#### Quoted passage:
METHOD FOR SELF-ADJUSTMENT OF A PUMP SETTINGS IN A SWIMMING POOL

FILTERING CIRCUIT

Field of the Art The present invention relates to the field of the self-adjustment of a pump settings in a swimming pool filtering circuit including a pool, a filter, and a centrifugal electrical pump with either an integral or external electronic frequency converter the pump constantly circulating water through the closed water circuit at a flow rate, but when a cleaning operation or change of a filter occurs. The proposed method includes an initial checking step, during which a pump of a filtering circuit is operated at a given checking operation frequency meanwhile a pump checking operation value is measured, and using the measured data a calculation of the water flow rate when pump operates at a given operation frequency lower than the given checking operation frequency is performed. The pump is then operated at said given operation frequency for a first filtering period of time. When said period is concluded the checking step, at checking frequency, is newly performed obtaining a new checking operation value, and this value is used to calculate a required operation frequency necessary to produce a flow rate equal to the initially calculated flow rate, and the pump is operated at said new calculated operation frequency for a second filtering period of time. When said second filtering period of time is concluded checking step, calculation and pump operation during a second filtering period of time is iteratively performed until the checking operation value exceeds a given threshold, triggering an event.

State of the Art

EP 1630422 discloses a variable pumping system for moving water on an aquatic application including a water pump a variable speed motor a filter arrangement and a sensor operatively connected with the filter arrangement for sensing a parameter of the operation associated with the filter arrangement and a controller for controlling speed of the motor in response to the sensed parameter of operation.

US 8480373 discloses a pumping system for moving water of a swimming pool including a water pump, a variable speed motor and a filter arrangement ion fluid communication with the pump, the pumping system including means for determining a load value indicative of an unclogged filter that permits movement of water through the filter arrangement. US 2012/0073040 discloses a safety vacuum release system which incorporates a water flor- rate sensor in electrical communication with the electric motor which powers a swimming pool pump at an aquatic facility detecting a flow blockage situation.

WO 2015/061015 discloses a system and method for circulating water of swimming pools , including a main filtration pump and a secondary booster pump with the booster pump containing a variable-speed motor. By adjusting the motor speed of the booster pump, pressurized water may be supplied to certain automatic swimming pool cleaners more efficiently.

The invention proposes a different strategy for controlling the pump setting in manner to keep a constant flow rate until the filter reaches a point of close to saturation.

#### Dataset:
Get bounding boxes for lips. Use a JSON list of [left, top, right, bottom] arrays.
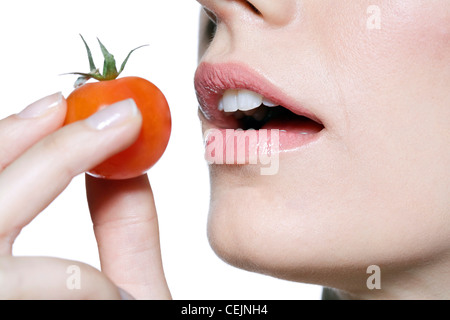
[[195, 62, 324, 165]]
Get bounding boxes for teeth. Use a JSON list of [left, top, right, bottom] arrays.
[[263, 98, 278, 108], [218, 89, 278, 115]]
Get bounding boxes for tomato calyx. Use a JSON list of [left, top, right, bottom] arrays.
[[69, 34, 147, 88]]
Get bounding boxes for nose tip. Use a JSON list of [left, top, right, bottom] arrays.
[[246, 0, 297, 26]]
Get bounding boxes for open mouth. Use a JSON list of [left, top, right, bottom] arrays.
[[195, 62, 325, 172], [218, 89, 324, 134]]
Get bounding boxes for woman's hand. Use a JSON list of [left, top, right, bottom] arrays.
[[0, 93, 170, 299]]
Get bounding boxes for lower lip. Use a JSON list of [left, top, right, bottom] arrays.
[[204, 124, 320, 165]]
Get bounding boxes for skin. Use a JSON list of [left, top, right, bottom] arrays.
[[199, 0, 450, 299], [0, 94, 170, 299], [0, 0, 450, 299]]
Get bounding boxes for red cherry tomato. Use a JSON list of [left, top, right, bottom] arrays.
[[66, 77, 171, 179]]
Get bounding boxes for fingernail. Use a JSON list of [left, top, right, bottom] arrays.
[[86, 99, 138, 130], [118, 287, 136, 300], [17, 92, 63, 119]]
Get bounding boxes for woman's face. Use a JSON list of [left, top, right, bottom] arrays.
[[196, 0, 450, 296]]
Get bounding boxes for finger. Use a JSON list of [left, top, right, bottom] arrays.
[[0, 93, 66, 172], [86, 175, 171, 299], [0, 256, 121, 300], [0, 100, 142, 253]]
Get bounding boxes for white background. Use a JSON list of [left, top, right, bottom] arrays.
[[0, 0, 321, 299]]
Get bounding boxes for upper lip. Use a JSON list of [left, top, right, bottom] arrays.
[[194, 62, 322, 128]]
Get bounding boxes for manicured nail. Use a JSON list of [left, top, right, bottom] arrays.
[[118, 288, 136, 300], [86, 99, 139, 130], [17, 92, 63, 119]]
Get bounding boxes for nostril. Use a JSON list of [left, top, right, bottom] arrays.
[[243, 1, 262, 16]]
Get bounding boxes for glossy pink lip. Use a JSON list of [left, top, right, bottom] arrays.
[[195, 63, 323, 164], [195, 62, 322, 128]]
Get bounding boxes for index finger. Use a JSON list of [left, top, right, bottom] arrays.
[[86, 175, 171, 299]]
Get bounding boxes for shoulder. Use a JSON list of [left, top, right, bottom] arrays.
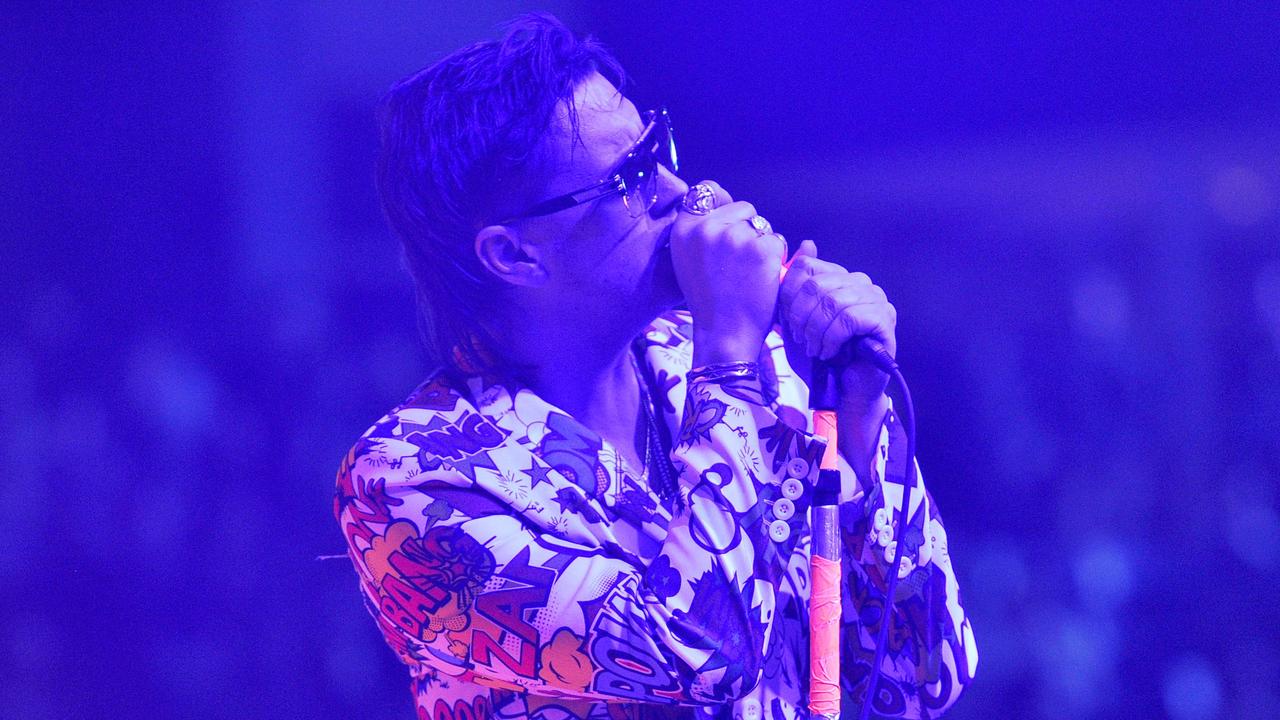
...
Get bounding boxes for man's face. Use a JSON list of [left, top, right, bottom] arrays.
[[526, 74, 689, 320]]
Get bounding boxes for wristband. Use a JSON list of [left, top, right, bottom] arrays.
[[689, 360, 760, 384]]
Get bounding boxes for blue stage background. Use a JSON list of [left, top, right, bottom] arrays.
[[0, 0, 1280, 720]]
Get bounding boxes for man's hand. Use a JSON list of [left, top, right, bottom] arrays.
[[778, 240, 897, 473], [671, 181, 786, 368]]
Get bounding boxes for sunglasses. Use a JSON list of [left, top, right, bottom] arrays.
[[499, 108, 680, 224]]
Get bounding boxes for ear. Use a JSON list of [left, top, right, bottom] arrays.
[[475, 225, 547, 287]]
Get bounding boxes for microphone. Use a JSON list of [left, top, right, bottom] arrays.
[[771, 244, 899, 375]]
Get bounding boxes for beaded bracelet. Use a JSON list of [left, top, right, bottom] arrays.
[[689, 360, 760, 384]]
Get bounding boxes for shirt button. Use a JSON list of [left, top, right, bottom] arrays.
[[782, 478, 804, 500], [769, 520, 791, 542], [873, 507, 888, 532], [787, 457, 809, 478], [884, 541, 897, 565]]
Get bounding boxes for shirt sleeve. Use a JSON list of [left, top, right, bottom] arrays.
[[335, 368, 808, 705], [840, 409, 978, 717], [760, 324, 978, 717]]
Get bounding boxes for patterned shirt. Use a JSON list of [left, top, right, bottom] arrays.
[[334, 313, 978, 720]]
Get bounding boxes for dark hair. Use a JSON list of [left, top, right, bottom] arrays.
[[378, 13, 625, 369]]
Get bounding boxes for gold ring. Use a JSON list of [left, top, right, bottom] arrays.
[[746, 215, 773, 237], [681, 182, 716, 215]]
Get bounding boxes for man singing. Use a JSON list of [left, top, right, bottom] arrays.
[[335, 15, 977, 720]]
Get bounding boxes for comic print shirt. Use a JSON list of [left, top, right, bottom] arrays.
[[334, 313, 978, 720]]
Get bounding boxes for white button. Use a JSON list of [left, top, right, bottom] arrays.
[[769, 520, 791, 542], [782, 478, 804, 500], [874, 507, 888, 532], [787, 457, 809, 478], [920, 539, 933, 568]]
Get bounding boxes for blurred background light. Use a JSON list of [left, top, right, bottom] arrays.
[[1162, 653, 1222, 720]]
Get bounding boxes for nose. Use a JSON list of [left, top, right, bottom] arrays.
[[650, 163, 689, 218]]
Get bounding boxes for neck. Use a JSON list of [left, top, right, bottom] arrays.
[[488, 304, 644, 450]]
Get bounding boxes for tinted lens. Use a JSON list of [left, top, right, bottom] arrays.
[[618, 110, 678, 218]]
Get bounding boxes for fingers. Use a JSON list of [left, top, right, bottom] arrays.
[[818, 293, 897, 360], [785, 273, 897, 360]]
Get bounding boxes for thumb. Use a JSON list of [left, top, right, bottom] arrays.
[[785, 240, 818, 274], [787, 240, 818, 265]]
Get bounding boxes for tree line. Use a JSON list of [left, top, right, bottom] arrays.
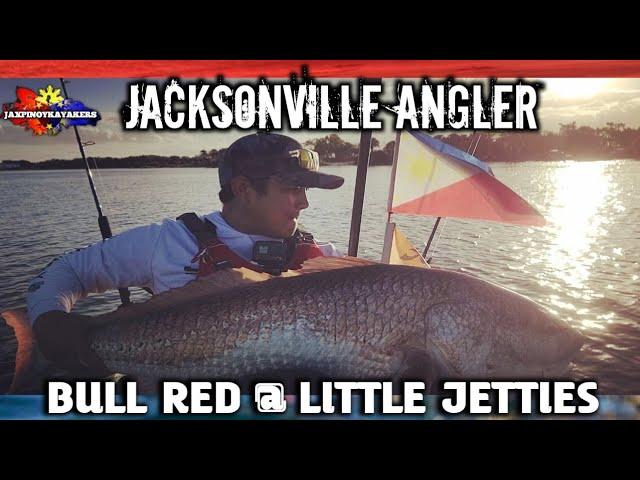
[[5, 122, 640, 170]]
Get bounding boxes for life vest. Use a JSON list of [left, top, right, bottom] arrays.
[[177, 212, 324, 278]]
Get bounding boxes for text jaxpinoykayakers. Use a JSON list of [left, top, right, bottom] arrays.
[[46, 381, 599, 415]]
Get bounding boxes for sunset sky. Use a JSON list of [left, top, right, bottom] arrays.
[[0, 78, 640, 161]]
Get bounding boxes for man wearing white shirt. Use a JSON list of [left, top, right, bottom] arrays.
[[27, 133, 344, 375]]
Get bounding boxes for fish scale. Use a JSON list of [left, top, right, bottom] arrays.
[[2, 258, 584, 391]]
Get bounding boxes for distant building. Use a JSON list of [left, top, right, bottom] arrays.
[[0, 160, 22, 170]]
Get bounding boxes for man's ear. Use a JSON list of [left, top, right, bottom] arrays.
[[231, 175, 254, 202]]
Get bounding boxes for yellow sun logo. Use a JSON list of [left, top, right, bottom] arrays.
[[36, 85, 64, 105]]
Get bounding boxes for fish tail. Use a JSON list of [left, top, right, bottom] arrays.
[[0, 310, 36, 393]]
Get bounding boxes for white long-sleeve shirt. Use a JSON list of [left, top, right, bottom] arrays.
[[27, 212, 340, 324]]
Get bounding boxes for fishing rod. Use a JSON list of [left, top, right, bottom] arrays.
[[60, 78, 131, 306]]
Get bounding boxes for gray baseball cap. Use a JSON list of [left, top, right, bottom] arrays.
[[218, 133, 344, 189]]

#### What the exercise asks:
Extend the patent text on self-adjusting a swimming pool pump, beginning after its last sentence and going on in the same style.

#### Output for this task:
Brief Description of the Invention

The present invention relates to a method for self-adjustment of a pump settings in a swimming pool filtering circuit comprising a closed water circuit through which the water is constantly circulated except when a cleaning operation or change of a filter occurs. Said filtering circuit includes a pool, a filter and a centrifugal electrical pump with either an integral or external electronic frequency converter, said centrifugal electrical pump constantly circulating water through the closed water circuit at a given flow rate.

So, said pump draws water through a conduit connected to the pool, and forced through a filter, for example a sand filter, which partially clean said pumped water from the pool retaining some particles or contaminants. The filtered water is extracted from the filter and returned to the pool by means of conduction.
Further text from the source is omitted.